The entries below contain a line with "out the wooden" and a line with "x=546, y=318". Retype exactly everything from the first down to the second, both included, and nothing else.

BEGIN Available data

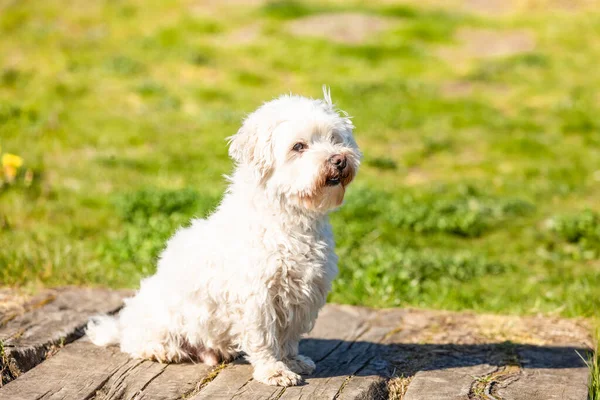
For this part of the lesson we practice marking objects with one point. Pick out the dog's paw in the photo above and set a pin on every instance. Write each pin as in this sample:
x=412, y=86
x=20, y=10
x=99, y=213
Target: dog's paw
x=301, y=364
x=277, y=374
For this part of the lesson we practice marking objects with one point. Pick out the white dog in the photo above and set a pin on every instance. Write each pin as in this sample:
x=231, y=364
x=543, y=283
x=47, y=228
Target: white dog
x=253, y=276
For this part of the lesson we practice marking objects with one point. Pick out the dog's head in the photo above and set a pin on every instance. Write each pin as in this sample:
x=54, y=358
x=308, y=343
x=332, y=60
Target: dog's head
x=301, y=149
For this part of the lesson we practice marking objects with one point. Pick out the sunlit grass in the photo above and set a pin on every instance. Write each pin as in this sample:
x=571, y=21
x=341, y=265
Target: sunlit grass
x=482, y=196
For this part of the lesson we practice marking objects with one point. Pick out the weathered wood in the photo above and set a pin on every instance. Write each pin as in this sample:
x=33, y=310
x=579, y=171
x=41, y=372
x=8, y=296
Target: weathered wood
x=33, y=330
x=440, y=355
x=84, y=371
x=446, y=383
x=548, y=373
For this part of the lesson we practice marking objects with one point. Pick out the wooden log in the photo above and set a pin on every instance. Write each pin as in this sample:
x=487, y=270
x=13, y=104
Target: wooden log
x=35, y=329
x=436, y=354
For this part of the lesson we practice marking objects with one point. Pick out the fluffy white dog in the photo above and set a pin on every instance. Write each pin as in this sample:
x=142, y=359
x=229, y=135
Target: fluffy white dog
x=253, y=276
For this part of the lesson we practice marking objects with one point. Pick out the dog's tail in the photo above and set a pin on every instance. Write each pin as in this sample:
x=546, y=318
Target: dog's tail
x=103, y=330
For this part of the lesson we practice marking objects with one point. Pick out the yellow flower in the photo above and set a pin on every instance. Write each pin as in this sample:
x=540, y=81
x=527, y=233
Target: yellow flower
x=11, y=160
x=9, y=173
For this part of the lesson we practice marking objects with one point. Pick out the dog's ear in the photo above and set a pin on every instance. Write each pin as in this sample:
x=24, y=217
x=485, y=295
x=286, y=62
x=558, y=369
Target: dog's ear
x=251, y=146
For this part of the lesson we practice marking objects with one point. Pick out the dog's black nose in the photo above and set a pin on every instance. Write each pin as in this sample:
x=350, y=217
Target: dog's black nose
x=338, y=160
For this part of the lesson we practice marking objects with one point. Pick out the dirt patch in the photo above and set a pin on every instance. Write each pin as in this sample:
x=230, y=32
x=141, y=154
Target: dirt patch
x=486, y=43
x=348, y=28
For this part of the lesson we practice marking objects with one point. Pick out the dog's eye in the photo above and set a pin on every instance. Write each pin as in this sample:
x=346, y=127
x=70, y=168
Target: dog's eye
x=299, y=146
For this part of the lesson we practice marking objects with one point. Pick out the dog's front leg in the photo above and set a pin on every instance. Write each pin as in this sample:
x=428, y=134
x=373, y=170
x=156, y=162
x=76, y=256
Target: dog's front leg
x=297, y=362
x=260, y=343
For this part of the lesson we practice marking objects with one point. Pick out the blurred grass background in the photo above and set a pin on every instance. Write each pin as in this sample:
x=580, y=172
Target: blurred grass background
x=478, y=120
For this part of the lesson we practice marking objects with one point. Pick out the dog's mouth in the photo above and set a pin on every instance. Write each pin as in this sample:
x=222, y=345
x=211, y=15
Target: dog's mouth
x=334, y=181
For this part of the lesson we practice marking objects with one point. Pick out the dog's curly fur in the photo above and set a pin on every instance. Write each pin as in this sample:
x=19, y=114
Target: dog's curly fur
x=253, y=276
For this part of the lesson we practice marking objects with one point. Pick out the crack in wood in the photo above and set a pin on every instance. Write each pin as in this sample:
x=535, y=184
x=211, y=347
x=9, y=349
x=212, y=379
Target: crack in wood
x=485, y=387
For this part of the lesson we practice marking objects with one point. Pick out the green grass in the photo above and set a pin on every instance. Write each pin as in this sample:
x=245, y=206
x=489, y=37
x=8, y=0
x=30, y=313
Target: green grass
x=593, y=363
x=482, y=200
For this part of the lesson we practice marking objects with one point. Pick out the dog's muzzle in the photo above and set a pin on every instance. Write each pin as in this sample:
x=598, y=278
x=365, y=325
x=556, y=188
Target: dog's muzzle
x=337, y=170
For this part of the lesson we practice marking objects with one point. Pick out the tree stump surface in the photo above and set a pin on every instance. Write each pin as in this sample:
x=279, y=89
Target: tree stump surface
x=360, y=353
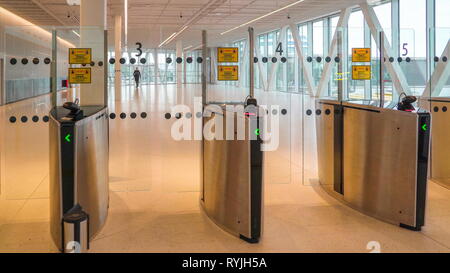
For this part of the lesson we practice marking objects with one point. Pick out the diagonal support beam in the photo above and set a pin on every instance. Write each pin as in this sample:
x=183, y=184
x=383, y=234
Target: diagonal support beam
x=302, y=60
x=328, y=67
x=398, y=77
x=440, y=76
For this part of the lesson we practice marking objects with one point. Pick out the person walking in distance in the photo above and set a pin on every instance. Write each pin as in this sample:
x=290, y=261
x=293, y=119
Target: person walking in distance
x=137, y=76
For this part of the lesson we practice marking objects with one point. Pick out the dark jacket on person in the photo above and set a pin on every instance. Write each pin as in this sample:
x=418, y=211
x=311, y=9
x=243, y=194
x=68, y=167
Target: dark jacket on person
x=137, y=74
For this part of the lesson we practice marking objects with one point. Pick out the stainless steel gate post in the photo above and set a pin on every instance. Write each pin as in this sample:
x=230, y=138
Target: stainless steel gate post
x=382, y=69
x=251, y=39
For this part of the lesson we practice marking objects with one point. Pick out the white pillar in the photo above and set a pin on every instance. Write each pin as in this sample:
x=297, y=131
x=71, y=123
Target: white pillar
x=155, y=54
x=93, y=14
x=179, y=66
x=118, y=55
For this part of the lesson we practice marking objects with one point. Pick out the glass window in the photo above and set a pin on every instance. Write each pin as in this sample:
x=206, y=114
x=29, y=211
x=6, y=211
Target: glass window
x=442, y=25
x=383, y=13
x=317, y=51
x=442, y=34
x=413, y=43
x=303, y=33
x=291, y=61
x=355, y=40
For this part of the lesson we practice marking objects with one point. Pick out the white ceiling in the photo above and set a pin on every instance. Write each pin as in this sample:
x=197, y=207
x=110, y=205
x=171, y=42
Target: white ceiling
x=152, y=21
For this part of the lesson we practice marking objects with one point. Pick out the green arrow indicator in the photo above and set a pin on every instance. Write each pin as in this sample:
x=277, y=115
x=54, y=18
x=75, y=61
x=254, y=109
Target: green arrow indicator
x=67, y=138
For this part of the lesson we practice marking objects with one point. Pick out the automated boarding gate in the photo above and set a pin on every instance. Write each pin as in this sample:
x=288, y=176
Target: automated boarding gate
x=439, y=161
x=78, y=173
x=232, y=176
x=375, y=159
x=79, y=143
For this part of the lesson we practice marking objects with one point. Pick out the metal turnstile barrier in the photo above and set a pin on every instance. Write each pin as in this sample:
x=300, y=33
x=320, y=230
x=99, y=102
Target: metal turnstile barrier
x=232, y=192
x=439, y=108
x=79, y=194
x=375, y=159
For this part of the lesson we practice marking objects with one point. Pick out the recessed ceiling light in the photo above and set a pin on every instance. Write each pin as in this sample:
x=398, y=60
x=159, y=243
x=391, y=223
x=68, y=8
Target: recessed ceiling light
x=264, y=16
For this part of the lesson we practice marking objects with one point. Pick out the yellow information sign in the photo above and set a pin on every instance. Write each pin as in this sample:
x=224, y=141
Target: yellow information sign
x=80, y=55
x=79, y=75
x=228, y=73
x=227, y=54
x=361, y=72
x=361, y=55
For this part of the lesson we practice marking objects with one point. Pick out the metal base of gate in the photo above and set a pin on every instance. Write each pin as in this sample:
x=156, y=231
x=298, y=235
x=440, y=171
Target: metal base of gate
x=79, y=151
x=232, y=192
x=375, y=159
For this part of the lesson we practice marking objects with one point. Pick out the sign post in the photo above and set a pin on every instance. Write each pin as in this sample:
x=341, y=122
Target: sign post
x=227, y=54
x=228, y=73
x=80, y=75
x=80, y=55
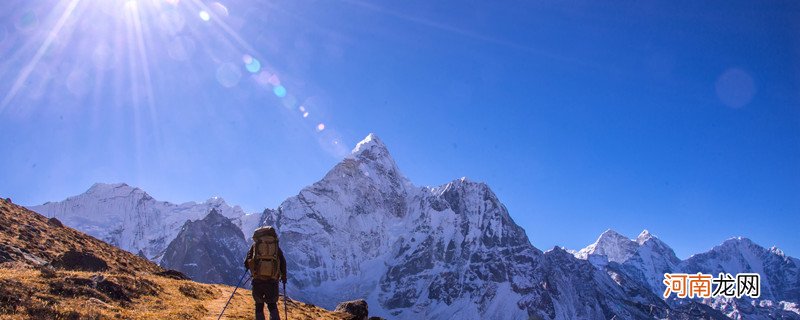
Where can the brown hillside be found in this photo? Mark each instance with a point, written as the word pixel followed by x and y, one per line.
pixel 48 271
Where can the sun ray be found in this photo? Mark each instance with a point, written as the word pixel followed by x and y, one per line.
pixel 26 71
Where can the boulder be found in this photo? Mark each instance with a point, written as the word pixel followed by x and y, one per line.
pixel 357 309
pixel 79 261
pixel 55 222
pixel 173 274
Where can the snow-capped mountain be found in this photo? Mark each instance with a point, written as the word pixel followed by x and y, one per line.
pixel 445 252
pixel 646 259
pixel 210 250
pixel 129 218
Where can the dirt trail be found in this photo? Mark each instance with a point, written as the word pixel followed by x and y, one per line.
pixel 215 306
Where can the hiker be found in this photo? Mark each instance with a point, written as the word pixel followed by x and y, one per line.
pixel 267 265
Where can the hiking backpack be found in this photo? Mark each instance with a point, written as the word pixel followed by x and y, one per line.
pixel 265 262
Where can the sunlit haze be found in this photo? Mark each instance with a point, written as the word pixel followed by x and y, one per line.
pixel 682 118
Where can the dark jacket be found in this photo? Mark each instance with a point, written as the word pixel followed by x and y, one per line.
pixel 249 258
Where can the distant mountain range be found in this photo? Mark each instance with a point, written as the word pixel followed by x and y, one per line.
pixel 451 251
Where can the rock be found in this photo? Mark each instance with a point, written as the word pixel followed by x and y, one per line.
pixel 80 261
pixel 357 309
pixel 55 222
pixel 210 250
pixel 173 274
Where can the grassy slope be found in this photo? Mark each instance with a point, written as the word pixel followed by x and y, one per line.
pixel 130 289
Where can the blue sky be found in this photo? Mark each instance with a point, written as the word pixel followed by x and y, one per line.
pixel 681 117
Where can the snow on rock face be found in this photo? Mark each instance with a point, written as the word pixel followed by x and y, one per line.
pixel 647 261
pixel 129 218
pixel 614 246
pixel 452 251
pixel 211 250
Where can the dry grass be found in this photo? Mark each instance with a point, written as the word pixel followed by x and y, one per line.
pixel 129 289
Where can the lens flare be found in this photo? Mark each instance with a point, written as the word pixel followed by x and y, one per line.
pixel 251 64
pixel 27 21
pixel 228 75
pixel 219 9
pixel 204 15
pixel 279 91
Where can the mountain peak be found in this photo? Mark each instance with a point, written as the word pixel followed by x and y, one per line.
pixel 370 142
pixel 111 189
pixel 644 236
pixel 611 234
pixel 611 244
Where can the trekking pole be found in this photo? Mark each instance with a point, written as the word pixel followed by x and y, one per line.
pixel 285 308
pixel 234 292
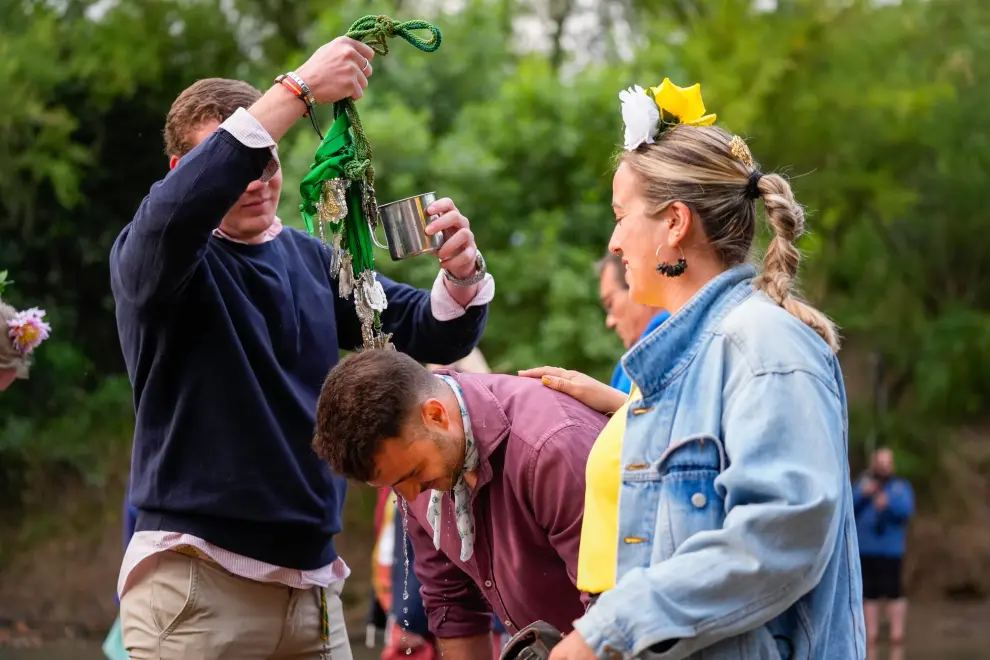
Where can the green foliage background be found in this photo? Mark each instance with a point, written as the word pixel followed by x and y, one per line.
pixel 878 111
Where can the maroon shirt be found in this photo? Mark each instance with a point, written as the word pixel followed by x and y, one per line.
pixel 533 444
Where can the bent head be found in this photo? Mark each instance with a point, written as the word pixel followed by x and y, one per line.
pixel 14 363
pixel 195 115
pixel 883 462
pixel 687 195
pixel 384 419
pixel 628 318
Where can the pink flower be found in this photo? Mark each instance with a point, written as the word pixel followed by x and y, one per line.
pixel 27 330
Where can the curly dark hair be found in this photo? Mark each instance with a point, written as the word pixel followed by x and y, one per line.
pixel 210 99
pixel 367 399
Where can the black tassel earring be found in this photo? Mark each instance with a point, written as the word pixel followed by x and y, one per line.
pixel 671 270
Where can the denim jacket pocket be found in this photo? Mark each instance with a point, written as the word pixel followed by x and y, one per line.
pixel 689 501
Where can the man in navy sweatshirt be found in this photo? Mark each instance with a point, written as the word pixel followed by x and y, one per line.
pixel 229 323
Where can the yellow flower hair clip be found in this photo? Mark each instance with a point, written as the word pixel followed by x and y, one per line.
pixel 663 107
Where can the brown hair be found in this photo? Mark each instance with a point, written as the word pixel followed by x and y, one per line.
pixel 10 357
pixel 367 399
pixel 210 99
pixel 709 170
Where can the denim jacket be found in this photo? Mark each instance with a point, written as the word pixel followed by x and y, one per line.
pixel 737 537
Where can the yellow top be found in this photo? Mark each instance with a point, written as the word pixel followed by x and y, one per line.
pixel 598 556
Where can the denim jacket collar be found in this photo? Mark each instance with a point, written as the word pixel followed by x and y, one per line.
pixel 665 352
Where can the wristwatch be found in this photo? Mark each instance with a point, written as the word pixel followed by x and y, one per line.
pixel 479 263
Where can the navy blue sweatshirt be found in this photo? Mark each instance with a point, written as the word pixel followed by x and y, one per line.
pixel 227 346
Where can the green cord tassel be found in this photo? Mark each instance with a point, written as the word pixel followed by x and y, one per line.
pixel 338 192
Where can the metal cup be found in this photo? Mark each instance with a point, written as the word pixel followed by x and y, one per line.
pixel 405 227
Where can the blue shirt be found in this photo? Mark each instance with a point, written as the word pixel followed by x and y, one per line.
pixel 620 380
pixel 737 537
pixel 883 533
pixel 227 346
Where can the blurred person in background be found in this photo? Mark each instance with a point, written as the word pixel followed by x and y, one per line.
pixel 730 532
pixel 629 319
pixel 21 332
pixel 884 504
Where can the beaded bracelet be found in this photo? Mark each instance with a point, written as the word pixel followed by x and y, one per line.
pixel 295 84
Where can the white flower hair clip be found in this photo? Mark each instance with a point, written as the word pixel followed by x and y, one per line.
pixel 27 330
pixel 648 113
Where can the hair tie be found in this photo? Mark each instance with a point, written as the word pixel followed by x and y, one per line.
pixel 753 185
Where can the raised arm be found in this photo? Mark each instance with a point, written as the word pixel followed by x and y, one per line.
pixel 156 253
pixel 782 489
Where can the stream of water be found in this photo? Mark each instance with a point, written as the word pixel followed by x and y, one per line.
pixel 936 631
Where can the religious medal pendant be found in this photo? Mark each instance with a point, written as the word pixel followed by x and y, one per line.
pixel 369 204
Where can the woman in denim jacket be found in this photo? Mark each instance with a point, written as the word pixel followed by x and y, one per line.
pixel 735 530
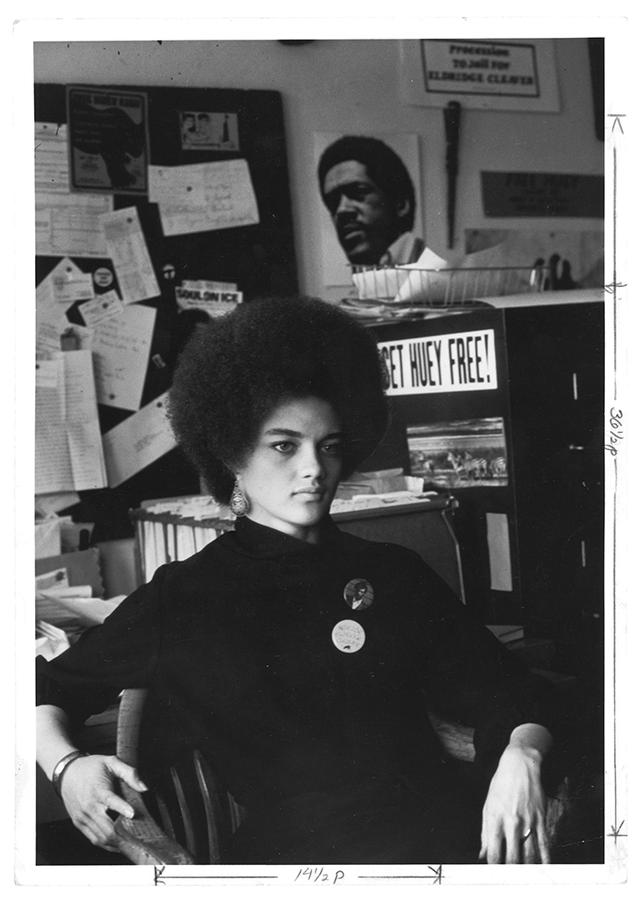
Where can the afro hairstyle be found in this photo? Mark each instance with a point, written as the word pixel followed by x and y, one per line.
pixel 236 369
pixel 383 164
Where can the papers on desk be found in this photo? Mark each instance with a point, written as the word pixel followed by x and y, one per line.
pixel 69 454
pixel 380 501
pixel 50 641
pixel 73 608
pixel 138 441
pixel 204 196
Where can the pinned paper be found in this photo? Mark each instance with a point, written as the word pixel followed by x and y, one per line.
pixel 129 254
pixel 69 288
pixel 100 308
pixel 121 347
pixel 203 197
pixel 138 441
pixel 46 292
pixel 202 284
pixel 68 445
pixel 51 158
pixel 214 303
pixel 69 224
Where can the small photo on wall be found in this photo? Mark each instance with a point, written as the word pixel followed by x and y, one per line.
pixel 460 454
pixel 204 130
pixel 368 202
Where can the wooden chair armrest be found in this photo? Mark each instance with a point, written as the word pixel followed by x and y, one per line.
pixel 142 840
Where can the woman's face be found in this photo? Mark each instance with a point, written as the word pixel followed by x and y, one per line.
pixel 291 475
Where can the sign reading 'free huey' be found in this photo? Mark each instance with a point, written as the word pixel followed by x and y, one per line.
pixel 465 361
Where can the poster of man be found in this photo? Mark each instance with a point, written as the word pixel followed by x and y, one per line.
pixel 369 189
pixel 108 143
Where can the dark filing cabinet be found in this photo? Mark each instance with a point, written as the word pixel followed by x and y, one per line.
pixel 503 408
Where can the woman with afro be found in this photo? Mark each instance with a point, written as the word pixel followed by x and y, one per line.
pixel 310 704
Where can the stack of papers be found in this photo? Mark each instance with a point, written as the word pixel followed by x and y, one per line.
pixel 72 608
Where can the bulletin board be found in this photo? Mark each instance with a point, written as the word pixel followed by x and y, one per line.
pixel 167 128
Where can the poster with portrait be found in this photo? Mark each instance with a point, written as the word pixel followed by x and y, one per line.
pixel 108 142
pixel 205 130
pixel 368 201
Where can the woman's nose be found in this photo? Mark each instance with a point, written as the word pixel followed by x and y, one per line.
pixel 311 464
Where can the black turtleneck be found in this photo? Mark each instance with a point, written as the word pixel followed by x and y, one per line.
pixel 236 647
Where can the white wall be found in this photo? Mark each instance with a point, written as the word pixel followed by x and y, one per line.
pixel 353 86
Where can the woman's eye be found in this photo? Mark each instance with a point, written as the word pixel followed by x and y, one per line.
pixel 332 449
pixel 283 446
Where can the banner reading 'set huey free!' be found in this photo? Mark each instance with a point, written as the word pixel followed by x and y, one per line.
pixel 463 361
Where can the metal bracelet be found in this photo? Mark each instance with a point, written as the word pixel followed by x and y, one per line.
pixel 61 767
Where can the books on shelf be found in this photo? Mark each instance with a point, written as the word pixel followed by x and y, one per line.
pixel 174 529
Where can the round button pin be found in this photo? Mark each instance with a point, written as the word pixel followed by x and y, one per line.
pixel 358 594
pixel 348 636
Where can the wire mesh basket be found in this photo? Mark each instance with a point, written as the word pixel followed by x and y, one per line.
pixel 398 286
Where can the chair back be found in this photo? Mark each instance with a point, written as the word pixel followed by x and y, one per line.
pixel 193 813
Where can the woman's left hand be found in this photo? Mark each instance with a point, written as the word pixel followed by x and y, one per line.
pixel 513 817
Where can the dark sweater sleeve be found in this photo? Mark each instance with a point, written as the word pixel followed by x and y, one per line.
pixel 120 653
pixel 469 675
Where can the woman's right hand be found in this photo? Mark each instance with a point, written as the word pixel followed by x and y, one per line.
pixel 88 790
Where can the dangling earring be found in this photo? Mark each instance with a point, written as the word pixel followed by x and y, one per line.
pixel 239 504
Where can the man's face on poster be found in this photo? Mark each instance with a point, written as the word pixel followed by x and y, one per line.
pixel 366 219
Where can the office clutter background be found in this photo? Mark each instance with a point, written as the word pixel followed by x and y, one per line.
pixel 168 197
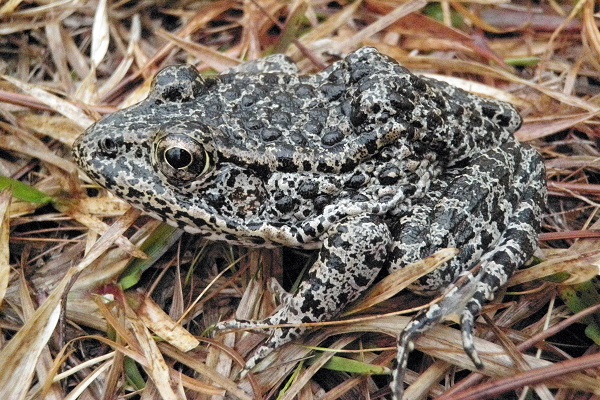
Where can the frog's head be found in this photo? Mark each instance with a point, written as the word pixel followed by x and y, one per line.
pixel 160 157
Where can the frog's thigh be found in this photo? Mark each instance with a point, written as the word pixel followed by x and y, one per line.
pixel 512 249
pixel 352 255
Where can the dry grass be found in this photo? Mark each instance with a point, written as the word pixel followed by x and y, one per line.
pixel 68 327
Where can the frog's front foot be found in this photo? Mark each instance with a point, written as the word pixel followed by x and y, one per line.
pixel 353 253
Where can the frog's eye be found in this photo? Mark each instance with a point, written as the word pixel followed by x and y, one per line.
pixel 181 158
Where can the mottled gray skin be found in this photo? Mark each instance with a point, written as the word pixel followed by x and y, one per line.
pixel 373 166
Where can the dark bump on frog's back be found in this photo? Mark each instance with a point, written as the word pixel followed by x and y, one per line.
pixel 393 167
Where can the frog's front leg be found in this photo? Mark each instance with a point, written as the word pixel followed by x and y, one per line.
pixel 353 252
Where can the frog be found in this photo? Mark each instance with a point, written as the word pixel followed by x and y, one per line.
pixel 365 163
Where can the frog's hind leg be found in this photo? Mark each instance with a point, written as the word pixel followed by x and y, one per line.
pixel 353 253
pixel 491 211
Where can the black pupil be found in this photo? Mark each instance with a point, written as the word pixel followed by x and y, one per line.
pixel 178 157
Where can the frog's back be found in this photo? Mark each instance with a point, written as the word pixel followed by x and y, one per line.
pixel 332 121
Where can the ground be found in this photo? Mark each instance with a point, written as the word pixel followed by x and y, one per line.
pixel 82 310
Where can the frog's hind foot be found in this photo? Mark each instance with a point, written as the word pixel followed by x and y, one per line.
pixel 473 288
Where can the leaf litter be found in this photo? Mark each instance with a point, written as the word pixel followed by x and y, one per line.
pixel 69 329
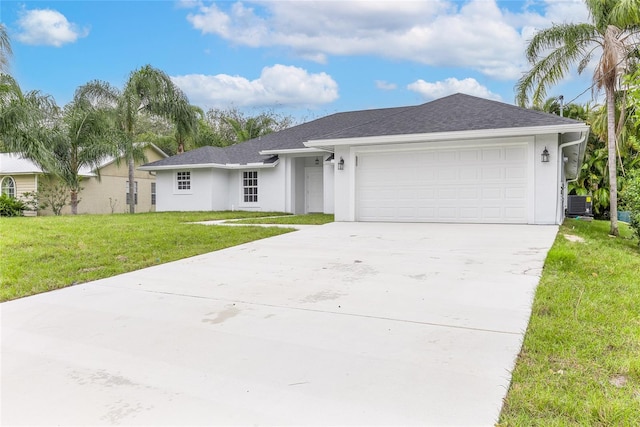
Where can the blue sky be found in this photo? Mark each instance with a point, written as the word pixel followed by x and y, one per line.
pixel 304 58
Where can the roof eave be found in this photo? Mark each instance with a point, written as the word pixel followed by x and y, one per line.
pixel 447 136
pixel 291 151
pixel 228 166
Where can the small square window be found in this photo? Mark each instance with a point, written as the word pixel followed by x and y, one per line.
pixel 183 181
pixel 250 186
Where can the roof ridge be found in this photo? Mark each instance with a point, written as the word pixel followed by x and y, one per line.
pixel 400 111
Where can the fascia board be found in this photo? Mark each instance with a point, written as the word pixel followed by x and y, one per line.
pixel 291 151
pixel 211 165
pixel 446 136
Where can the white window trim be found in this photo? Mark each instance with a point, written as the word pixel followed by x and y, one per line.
pixel 241 178
pixel 14 187
pixel 175 182
pixel 135 193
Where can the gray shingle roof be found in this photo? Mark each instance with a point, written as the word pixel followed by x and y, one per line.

END Available data

Output below:
For this part of the lesson we practice marking objects with one point. Pick out the wooden log in the photo above and set a pin on every instance. Write each pin as in this sample:
x=487, y=270
x=13, y=104
Target: wooden log
x=35, y=329
x=436, y=354
For this part of the lesson we practice marking objects with one point. Pick out the fluffy white dog in the photo above and set a pin on every instance. Write each pin as in this sample:
x=142, y=359
x=229, y=135
Target: fluffy white dog
x=253, y=276
For this part of the lesson we practice marking objects with one point. Pick out the dog's tail in the photo above and set a pin on every instance. Write each pin as in this sample:
x=546, y=318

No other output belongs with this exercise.